* TASK REQUIREMENTS
Write out the entries, please, from the line containing "the group of" through their final line, exactly and with nothing else.

[begin RECORD EXCERPTS]

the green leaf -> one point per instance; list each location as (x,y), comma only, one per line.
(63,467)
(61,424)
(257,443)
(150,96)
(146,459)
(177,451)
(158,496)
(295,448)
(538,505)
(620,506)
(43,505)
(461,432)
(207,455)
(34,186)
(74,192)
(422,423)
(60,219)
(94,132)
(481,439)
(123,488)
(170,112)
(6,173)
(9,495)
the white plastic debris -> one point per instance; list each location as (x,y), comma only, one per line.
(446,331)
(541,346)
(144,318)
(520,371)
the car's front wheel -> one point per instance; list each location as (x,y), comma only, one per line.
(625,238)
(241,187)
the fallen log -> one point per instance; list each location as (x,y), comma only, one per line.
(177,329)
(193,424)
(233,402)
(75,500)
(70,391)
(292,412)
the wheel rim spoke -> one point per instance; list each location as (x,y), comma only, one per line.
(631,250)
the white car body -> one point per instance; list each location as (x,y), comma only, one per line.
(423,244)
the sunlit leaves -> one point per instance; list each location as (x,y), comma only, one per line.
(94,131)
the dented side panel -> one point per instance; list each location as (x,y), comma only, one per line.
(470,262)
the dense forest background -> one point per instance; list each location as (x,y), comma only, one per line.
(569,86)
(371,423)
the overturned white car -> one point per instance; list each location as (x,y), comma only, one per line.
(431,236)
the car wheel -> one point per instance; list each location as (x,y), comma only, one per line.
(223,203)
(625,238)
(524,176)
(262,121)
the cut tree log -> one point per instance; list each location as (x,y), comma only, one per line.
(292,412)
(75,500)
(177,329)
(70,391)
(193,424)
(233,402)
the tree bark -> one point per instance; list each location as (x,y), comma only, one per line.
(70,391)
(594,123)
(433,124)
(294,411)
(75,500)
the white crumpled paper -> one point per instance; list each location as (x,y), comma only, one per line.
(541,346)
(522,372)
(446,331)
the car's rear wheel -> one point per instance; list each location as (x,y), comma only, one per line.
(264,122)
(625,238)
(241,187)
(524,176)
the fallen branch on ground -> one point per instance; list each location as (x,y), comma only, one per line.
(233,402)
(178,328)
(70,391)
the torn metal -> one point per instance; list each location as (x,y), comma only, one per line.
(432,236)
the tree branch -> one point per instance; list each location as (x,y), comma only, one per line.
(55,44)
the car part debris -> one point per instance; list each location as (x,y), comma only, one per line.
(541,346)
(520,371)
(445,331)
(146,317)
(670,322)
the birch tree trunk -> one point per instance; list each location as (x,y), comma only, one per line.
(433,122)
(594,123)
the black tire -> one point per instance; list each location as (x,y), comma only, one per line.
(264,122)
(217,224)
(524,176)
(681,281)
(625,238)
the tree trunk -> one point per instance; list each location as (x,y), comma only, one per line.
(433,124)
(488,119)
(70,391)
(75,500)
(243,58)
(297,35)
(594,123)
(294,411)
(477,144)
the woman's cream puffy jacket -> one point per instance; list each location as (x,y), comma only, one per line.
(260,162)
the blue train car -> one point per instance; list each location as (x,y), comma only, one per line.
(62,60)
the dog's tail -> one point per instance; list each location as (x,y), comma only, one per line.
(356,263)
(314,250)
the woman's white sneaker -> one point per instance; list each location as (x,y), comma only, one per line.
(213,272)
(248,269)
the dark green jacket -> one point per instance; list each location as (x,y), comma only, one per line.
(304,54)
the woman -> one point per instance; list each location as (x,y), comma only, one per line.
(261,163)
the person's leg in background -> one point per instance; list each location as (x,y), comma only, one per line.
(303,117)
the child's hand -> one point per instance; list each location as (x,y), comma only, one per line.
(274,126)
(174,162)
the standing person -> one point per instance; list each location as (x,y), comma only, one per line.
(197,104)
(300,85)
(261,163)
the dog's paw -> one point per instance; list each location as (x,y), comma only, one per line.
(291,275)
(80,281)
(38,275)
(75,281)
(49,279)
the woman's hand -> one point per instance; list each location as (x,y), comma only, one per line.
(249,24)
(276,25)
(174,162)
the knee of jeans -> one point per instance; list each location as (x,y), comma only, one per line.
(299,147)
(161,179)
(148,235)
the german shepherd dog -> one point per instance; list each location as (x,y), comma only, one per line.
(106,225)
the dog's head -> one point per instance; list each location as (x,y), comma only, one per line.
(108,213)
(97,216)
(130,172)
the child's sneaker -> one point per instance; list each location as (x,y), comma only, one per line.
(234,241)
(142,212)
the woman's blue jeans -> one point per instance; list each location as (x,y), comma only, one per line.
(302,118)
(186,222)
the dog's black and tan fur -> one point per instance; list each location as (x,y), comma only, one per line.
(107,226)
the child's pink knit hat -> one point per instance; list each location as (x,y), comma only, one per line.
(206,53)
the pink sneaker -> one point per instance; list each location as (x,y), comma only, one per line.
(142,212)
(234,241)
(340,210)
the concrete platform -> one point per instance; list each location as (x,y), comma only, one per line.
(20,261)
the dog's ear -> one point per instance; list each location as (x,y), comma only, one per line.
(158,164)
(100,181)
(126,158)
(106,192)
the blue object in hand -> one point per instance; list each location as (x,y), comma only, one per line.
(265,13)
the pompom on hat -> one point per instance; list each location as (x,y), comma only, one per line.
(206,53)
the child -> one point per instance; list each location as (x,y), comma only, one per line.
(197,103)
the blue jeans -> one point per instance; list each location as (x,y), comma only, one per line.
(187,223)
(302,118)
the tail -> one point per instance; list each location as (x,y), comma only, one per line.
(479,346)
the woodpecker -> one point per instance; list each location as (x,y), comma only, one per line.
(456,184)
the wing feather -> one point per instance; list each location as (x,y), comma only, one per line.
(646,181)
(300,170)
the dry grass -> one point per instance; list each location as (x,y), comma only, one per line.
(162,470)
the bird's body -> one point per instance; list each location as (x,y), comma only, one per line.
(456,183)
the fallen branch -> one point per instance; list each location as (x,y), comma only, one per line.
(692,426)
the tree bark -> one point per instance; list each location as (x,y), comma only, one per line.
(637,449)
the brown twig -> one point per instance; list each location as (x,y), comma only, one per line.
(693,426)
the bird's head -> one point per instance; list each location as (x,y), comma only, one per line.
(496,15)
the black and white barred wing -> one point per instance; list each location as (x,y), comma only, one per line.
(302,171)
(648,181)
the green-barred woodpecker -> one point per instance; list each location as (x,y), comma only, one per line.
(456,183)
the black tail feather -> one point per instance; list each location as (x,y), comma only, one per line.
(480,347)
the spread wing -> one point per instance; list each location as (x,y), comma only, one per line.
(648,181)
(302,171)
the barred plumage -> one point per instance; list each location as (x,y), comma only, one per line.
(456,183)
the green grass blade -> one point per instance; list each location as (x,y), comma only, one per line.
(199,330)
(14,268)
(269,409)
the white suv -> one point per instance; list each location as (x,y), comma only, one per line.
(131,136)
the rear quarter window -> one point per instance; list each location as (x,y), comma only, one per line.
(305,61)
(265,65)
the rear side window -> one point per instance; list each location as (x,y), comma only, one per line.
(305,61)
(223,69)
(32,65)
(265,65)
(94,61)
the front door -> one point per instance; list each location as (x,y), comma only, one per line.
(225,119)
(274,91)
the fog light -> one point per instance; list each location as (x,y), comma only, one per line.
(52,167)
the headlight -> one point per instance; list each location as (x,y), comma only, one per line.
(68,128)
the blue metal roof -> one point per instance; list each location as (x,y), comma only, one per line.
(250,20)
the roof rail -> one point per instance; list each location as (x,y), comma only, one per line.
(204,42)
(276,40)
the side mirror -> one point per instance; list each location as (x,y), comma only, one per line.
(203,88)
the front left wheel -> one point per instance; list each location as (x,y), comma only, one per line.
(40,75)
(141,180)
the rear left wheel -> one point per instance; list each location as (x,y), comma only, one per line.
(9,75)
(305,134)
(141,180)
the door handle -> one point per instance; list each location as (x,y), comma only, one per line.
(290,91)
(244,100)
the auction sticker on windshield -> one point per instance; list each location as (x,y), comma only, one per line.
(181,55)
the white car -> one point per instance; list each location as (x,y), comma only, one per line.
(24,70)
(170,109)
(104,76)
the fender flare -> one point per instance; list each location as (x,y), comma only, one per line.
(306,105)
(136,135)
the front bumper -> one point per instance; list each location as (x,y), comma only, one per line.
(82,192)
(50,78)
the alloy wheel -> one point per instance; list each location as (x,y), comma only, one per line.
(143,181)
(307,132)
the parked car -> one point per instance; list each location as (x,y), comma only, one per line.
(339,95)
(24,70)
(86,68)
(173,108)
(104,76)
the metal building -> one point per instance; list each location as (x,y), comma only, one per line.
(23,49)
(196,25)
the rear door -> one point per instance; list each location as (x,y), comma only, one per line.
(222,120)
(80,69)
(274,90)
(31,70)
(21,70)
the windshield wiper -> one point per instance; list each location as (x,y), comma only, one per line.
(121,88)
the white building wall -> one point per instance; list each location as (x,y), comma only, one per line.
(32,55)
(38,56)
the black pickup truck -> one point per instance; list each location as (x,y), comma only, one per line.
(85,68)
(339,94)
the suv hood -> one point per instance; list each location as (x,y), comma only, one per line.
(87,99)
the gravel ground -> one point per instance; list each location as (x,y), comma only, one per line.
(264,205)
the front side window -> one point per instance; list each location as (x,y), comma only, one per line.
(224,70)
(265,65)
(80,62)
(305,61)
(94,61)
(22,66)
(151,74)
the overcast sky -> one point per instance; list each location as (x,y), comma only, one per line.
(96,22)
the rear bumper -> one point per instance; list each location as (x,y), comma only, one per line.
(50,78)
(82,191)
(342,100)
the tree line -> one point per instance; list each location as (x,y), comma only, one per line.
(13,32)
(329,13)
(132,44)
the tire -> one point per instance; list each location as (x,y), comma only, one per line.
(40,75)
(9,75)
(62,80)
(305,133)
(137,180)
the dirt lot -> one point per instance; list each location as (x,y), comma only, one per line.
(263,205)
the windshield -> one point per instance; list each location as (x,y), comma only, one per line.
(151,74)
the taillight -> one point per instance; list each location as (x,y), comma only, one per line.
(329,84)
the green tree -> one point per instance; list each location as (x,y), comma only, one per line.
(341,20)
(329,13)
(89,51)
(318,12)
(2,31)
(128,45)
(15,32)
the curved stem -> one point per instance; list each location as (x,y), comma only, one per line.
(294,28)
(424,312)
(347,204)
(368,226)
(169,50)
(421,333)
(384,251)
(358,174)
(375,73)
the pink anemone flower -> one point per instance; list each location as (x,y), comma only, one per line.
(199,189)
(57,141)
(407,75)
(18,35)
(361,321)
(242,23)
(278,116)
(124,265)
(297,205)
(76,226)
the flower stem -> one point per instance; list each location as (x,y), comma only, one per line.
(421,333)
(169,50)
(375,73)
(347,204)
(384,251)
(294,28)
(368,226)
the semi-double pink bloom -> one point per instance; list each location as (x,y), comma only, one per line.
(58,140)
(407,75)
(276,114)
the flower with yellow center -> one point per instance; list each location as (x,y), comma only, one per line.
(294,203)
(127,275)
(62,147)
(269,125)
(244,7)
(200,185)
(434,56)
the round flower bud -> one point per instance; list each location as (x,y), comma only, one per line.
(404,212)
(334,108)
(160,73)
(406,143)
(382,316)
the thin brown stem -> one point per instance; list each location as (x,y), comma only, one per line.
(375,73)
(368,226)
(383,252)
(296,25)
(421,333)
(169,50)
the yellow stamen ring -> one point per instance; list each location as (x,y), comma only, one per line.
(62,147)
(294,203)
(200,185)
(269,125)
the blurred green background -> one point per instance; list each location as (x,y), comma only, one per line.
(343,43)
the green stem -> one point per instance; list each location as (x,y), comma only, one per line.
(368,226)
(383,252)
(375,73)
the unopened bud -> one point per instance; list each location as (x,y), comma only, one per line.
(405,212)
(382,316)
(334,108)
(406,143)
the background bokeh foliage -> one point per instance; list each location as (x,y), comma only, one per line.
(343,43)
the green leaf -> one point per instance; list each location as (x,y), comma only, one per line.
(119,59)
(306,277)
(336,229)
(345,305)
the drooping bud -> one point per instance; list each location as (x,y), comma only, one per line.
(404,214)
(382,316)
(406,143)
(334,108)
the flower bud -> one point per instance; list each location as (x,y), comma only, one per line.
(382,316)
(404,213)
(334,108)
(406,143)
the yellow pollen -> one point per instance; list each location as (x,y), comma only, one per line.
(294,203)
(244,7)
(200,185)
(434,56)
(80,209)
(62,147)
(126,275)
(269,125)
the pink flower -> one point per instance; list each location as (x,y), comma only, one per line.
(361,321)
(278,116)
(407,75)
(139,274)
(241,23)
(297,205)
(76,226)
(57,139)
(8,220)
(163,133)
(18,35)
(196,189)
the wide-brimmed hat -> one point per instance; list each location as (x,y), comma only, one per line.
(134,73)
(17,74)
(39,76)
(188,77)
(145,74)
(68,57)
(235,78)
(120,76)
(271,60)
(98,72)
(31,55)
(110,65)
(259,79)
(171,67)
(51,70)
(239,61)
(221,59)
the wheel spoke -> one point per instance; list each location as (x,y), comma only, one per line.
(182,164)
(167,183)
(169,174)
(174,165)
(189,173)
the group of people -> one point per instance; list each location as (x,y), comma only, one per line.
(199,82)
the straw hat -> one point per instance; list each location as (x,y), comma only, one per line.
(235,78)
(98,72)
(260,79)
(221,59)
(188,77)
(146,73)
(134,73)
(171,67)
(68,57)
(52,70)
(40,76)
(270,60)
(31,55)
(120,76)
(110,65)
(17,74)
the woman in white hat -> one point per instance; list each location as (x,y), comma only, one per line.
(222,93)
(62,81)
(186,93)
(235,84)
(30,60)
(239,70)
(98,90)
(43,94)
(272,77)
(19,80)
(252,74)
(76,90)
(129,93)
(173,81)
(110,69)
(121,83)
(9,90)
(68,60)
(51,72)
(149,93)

[end RECORD EXCERPTS]

* SOLUTION TO THIS EXERCISE
the group of people -> one point per instance; list each location as (x,y), comma only, one per line.
(199,82)
the straw hat -> one point per instance; list each location as (x,y), comma only, one per line.
(235,78)
(98,72)
(260,79)
(221,59)
(188,77)
(146,73)
(134,73)
(171,67)
(68,57)
(52,70)
(40,76)
(270,60)
(31,55)
(120,76)
(110,65)
(17,74)
the woman in white hat -> one point per instance; list each location as (x,y), comma only, one per line.
(222,93)
(62,81)
(186,93)
(235,84)
(30,60)
(239,70)
(98,90)
(43,94)
(272,77)
(19,80)
(252,74)
(76,90)
(129,93)
(173,81)
(110,69)
(121,83)
(9,90)
(68,60)
(51,72)
(149,93)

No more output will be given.